The snapshots described above can be moved to another host machine with its own hypervisor; when the VM is temporarily stopped, snapshotted, moved, and then resumed on the new host, this is known as migration.  If the older snapshots are kept in sync regularly, this operation can be quite fast, and allow the VM to provide uninterrupted service while its prior physical host is, for example, taken down for physical maintenance.

Failover

Similar to the migration mechanism described above, failover allows the VM to continue operations if the host fails. Generally it occurs if the migration has stopped working. However, in this case, the VM continues operation from the last-known coherent state, rather than the current state, based on whatever materials the backup server was last provided with.

Video game console emulation

A video game console emulator is a program that allows a personal computer or video game console to emulate a different video game console's behavior. Video game console emulators and hypervisors both perform hardware virtualization; words like "virtualization", "virtual machine", "host" and "guest" are not used in conjunction with console emulators.

EXERCISE INSTRUCTIONS —
1 - Answer these questions about the passage on virtual machines:
(a) What is the process called when a VM is stopped, snapshotted, moved, and resumed on a new host?
(b) From what state does a VM continue operation during failover?
(c) What do video game console emulators and hypervisors both perform?
2 - Can you edit the rows from "Q: Point out each instance of the orange and" down to "(1004, 256)", changing "paddock stand" to "motorcycle stand" and leaving everything else as it is?

Rows from a pointing dataset —
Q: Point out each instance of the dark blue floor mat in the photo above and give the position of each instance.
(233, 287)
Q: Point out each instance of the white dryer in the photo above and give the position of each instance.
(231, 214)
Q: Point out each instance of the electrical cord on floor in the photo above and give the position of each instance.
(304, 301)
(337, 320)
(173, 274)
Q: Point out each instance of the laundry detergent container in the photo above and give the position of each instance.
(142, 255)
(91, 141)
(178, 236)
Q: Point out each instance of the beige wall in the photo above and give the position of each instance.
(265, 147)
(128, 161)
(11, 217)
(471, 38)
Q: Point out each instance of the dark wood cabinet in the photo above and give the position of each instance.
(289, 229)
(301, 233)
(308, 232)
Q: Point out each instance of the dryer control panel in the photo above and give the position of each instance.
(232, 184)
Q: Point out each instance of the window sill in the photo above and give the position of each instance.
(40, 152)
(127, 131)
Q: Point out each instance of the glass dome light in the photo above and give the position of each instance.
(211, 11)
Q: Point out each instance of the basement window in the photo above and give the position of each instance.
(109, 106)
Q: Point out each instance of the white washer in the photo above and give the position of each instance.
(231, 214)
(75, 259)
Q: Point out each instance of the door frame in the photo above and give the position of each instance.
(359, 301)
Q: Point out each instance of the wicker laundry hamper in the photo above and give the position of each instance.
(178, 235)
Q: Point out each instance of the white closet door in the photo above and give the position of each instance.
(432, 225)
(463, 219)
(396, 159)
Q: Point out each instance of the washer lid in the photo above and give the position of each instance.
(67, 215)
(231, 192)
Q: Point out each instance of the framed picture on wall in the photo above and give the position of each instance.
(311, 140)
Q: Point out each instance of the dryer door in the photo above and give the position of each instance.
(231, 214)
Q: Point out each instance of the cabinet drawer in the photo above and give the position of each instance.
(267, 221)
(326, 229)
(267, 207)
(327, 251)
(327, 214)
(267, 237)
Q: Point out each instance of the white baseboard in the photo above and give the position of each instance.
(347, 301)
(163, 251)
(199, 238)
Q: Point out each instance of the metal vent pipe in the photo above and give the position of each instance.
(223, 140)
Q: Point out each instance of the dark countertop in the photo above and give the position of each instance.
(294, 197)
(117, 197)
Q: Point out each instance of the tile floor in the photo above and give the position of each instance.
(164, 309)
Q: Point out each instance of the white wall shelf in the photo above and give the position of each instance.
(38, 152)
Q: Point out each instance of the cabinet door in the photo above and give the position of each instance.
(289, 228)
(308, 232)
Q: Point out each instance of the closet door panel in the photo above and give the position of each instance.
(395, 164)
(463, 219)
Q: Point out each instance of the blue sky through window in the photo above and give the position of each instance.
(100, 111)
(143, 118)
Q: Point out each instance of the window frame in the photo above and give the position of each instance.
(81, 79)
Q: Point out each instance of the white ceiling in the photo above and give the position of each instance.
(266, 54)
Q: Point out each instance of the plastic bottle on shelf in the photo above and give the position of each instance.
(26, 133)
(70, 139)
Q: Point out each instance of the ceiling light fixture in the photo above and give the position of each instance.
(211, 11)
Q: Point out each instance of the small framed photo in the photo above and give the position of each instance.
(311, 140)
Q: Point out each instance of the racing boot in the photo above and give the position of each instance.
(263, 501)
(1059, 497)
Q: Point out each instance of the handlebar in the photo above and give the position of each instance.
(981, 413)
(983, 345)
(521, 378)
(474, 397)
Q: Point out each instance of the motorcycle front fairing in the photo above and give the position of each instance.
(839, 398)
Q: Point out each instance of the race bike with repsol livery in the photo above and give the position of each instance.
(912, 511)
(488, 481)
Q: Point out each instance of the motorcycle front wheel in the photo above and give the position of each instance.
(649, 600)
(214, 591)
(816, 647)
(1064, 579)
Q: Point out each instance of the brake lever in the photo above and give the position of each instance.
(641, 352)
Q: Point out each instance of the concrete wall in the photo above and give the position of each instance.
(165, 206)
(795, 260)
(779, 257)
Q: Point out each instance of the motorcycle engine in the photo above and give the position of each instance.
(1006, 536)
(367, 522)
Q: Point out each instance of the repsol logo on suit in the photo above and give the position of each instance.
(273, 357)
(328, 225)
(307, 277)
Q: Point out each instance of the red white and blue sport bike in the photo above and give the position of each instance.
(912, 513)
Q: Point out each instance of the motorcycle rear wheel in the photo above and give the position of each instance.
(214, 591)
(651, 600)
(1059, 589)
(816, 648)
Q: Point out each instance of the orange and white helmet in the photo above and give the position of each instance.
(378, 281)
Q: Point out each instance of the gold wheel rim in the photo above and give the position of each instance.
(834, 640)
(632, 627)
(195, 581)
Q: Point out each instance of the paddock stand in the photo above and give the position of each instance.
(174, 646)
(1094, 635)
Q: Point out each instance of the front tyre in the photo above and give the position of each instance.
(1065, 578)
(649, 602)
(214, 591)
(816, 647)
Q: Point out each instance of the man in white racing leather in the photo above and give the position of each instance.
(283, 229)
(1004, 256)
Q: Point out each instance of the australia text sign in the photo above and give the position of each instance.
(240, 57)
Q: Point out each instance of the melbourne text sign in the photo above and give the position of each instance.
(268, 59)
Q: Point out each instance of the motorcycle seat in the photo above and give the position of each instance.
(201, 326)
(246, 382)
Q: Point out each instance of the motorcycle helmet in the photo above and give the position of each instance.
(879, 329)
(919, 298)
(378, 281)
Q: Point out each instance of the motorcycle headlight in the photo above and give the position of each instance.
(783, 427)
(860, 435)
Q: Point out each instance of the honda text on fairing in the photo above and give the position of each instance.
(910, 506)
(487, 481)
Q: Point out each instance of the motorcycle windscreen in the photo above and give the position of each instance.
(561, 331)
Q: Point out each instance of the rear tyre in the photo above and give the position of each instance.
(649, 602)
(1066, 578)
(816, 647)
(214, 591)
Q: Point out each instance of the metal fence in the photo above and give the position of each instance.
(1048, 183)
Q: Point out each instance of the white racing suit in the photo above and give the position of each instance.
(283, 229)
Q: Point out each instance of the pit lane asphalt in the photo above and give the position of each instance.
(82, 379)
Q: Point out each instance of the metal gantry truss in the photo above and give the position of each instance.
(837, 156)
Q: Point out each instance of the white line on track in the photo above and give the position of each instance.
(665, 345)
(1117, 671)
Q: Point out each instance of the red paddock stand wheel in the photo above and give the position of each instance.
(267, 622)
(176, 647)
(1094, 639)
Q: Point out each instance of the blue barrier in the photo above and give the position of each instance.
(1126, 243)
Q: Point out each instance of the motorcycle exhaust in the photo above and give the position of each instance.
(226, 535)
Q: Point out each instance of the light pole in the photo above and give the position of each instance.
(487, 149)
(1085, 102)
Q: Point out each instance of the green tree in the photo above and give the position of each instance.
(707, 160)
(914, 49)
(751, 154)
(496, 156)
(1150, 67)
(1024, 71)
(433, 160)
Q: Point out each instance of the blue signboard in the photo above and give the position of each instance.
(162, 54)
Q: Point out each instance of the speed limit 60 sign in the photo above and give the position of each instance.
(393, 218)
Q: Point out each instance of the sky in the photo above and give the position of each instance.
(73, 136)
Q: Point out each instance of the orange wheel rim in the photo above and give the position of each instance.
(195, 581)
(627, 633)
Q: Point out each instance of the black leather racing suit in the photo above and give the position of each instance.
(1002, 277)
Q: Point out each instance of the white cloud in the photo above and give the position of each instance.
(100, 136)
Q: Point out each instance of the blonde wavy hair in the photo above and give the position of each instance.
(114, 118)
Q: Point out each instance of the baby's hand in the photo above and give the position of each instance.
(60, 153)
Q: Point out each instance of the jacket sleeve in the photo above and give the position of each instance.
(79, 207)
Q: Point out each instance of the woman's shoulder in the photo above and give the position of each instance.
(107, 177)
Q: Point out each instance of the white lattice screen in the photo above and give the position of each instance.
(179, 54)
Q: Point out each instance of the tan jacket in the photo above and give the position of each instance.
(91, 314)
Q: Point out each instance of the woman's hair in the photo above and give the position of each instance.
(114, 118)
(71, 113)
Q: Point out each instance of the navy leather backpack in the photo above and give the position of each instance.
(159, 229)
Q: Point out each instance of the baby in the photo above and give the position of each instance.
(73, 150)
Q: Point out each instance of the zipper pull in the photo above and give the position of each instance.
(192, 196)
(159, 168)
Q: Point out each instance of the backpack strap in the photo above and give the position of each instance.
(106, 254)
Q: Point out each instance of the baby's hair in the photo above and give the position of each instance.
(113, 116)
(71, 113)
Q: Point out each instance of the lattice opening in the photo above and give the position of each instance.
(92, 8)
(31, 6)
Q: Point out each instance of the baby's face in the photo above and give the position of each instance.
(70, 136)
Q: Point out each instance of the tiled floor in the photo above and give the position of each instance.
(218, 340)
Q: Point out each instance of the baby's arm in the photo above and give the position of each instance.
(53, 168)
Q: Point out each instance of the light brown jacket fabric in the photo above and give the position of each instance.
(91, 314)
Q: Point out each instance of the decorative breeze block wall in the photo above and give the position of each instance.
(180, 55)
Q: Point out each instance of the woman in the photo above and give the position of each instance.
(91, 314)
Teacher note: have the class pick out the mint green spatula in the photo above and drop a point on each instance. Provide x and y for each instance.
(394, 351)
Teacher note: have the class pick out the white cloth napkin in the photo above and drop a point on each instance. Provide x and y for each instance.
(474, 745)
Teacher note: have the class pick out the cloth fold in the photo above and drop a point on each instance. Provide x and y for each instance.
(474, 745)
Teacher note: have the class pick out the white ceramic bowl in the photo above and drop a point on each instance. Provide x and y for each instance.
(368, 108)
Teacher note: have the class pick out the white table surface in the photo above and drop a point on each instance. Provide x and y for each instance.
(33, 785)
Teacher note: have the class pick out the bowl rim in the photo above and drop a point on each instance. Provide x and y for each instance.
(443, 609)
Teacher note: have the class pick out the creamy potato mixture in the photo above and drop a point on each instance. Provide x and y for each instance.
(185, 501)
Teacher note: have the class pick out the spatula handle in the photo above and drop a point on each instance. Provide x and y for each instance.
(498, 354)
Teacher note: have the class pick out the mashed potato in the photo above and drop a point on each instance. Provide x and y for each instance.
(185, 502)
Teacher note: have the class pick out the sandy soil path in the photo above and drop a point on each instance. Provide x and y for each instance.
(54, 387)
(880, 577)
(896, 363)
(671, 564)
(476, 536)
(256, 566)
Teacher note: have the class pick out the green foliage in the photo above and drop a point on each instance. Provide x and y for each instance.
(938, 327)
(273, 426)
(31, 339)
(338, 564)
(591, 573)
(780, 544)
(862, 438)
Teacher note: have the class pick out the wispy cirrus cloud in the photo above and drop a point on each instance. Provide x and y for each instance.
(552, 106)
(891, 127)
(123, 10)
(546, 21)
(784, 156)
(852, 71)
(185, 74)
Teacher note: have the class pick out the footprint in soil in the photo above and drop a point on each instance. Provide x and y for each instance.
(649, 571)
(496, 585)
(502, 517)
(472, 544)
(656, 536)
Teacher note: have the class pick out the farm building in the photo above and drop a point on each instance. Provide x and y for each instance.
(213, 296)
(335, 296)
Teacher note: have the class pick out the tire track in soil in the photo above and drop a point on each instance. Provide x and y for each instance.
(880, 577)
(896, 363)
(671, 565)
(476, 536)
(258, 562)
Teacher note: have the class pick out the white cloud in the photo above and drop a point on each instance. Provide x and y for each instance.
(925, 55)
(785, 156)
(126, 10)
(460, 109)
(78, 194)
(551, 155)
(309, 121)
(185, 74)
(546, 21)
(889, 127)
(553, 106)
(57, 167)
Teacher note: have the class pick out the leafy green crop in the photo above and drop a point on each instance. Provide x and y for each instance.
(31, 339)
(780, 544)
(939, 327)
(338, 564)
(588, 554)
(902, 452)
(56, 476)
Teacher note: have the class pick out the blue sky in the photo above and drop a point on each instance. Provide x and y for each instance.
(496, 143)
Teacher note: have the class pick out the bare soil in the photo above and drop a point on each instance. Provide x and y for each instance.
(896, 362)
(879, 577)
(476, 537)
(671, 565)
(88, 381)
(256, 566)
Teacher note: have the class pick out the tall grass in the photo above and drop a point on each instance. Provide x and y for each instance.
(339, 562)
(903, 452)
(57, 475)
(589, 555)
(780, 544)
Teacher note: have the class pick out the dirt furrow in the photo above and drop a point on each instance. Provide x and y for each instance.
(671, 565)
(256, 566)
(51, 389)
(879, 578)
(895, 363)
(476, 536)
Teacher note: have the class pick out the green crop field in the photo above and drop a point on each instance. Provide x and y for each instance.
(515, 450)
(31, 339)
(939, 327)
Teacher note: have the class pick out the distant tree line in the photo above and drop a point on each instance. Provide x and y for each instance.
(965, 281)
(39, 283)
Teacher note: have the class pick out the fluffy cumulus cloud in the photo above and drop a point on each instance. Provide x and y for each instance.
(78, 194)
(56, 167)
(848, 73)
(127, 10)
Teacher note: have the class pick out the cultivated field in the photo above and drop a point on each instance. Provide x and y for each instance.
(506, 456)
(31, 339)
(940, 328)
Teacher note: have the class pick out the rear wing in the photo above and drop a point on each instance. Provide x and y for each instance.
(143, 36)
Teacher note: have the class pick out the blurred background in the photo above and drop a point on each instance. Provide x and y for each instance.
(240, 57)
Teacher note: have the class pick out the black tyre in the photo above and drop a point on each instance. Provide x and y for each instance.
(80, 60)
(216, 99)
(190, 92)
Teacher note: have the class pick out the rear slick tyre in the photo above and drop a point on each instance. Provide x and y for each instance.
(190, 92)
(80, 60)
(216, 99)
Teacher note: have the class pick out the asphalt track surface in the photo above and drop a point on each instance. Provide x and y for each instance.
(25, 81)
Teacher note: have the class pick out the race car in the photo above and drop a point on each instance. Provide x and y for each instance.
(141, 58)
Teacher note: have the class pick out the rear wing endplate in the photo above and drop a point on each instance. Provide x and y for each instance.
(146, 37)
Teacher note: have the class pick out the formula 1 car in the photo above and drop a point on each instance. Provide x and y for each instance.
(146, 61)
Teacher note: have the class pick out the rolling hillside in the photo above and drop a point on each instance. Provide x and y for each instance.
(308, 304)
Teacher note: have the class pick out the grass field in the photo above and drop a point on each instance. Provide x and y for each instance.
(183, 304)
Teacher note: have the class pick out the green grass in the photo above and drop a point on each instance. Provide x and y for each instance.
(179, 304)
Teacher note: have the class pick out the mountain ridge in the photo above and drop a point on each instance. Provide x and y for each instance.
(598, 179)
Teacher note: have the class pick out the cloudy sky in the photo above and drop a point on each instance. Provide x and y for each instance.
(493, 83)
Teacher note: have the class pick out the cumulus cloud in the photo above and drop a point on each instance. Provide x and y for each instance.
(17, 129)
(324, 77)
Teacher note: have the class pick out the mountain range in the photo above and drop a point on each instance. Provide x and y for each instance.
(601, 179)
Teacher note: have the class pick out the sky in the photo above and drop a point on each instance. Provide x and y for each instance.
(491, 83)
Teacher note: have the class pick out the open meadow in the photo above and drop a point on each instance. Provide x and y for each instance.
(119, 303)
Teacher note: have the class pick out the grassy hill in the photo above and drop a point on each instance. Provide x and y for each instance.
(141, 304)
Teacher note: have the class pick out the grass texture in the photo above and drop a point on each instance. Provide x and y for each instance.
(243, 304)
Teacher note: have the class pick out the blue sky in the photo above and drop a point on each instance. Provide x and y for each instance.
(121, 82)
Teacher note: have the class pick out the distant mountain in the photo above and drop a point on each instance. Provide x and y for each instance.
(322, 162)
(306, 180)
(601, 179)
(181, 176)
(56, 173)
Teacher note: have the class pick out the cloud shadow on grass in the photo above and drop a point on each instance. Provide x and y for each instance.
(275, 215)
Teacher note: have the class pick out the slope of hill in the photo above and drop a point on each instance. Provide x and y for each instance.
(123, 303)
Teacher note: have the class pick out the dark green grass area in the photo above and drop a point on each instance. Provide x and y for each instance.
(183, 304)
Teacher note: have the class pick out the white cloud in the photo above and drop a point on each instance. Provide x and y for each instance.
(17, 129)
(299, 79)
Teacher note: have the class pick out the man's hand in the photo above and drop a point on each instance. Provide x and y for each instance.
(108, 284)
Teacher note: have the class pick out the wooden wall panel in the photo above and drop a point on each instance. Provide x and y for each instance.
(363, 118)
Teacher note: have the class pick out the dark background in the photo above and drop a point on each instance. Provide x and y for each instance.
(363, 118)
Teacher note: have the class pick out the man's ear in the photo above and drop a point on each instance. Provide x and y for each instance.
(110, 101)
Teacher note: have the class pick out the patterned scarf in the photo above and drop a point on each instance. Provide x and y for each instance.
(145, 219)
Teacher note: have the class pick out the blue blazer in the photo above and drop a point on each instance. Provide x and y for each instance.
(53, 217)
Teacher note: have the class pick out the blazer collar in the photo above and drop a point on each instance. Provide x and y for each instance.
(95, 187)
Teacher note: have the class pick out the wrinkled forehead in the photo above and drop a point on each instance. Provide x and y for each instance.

REPLIES —
1 -
(a) Migration.
(b) The last-known coherent state.
(c) Hardware virtualization.

2 -
Q: Point out each instance of the orange and white helmet in the photo above and give the position of each instance.
(378, 281)
Q: Point out each instance of the gold wheel rim in the photo above and give the position of each instance.
(834, 640)
(632, 627)
(195, 581)
Q: Point out each instance of the motorcycle stand in the photo above and give the position of each instance.
(174, 646)
(1094, 635)
Q: Point out each instance of the front tyre in the photo above and give the position of each instance.
(1065, 578)
(649, 602)
(214, 591)
(816, 647)
Q: Point out each instance of the man in white racing leather in the photo above and give the position of each instance.
(283, 229)
(1004, 256)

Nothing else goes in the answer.